Will you quote only the lines starting at the one that contains "Exercise. Point out the fried" and ending with the last line of the listing below, inclusive?

● Given data:
※
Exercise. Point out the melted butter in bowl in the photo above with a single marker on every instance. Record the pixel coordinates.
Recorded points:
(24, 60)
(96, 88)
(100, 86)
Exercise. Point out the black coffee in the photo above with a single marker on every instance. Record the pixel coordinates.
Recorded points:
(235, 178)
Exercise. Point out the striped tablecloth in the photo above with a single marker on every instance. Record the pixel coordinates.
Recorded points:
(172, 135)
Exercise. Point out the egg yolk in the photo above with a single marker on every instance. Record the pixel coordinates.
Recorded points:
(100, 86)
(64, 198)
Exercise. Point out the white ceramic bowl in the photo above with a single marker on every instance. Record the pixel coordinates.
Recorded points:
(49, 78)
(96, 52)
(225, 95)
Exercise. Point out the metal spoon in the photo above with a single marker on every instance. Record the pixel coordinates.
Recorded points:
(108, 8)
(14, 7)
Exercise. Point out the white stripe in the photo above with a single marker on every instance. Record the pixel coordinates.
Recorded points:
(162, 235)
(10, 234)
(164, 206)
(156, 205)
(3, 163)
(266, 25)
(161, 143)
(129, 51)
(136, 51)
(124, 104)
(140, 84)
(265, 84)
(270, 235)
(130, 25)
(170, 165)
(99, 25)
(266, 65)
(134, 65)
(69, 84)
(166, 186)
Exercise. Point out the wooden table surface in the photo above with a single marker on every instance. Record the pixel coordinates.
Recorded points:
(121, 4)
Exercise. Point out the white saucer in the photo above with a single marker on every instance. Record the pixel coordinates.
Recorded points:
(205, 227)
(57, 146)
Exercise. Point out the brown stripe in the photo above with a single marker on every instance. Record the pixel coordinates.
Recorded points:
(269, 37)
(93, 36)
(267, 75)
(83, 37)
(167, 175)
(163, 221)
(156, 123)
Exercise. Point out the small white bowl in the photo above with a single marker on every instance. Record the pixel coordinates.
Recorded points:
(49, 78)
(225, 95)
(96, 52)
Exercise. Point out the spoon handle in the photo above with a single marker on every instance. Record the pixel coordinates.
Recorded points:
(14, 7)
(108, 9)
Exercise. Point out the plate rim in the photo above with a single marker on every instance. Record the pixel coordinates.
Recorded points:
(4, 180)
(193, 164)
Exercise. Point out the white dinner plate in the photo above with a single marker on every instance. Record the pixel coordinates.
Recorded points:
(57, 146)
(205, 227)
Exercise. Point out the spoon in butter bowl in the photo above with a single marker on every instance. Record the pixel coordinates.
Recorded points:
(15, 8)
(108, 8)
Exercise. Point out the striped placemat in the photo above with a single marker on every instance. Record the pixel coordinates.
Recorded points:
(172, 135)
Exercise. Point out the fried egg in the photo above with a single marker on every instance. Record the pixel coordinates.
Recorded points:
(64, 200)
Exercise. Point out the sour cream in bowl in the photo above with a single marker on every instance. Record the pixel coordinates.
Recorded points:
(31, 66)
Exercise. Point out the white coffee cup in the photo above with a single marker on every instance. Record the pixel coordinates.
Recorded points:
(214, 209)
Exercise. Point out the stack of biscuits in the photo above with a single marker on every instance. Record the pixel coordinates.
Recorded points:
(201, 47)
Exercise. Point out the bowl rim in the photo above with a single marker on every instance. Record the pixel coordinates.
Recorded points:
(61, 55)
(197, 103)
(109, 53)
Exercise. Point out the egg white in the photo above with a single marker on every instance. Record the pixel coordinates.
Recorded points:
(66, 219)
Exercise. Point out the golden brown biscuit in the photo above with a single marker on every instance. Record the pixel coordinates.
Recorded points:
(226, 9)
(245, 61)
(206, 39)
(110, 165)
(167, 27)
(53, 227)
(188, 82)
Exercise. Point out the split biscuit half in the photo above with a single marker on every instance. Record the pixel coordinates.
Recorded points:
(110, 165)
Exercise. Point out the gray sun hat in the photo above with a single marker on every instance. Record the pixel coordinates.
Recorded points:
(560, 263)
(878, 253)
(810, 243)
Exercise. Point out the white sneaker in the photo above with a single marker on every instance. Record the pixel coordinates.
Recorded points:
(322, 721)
※
● Problem solution:
Exercise. Point out the fried egg in the photo above with a single marker on every instance. Record the pixel coordinates.
Recorded points:
(64, 200)
Exercise. Point out the sour cream in bowl in the photo above with a single marker on every instance. Record the pixel coordinates.
Recorded points:
(31, 66)
Exercise. Point out the white coffee cup in the photo above with a single marker on every instance. Record the pixel coordinates.
Recorded points:
(214, 209)
Exercise. Point out the stack of biscuits in the photo above with a single marker on every instance. Record the pixel coordinates.
Recorded points:
(201, 47)
Exercise. Point out the bowl rim in the photo above with a single marker on every instance. Record the pixel coordinates.
Recorded points:
(61, 55)
(197, 103)
(109, 53)
Exercise. Point out the egg white in the photo above with a single marker on every instance. Record the pixel coordinates.
Recorded points:
(66, 219)
Exercise. Point out the golden brown biscuit in the photo above with a single marker on every instance. Record the pixel coordinates.
Recorded points:
(226, 9)
(245, 61)
(206, 39)
(110, 165)
(167, 27)
(53, 227)
(188, 82)
Exercise. Point out the split biscuit half in the photo above with a single marker on every instance. Record the pixel coordinates.
Recorded points:
(110, 165)
Exercise. Point out the gray sun hat in the photo above with a single marker on every instance. Record the pixel coordinates.
Recorded points:
(560, 263)
(878, 253)
(810, 243)
Exercise. Point out the white sneaker in the photo above with a single marker on every instance. Record the pixel coordinates.
Recorded points:
(322, 721)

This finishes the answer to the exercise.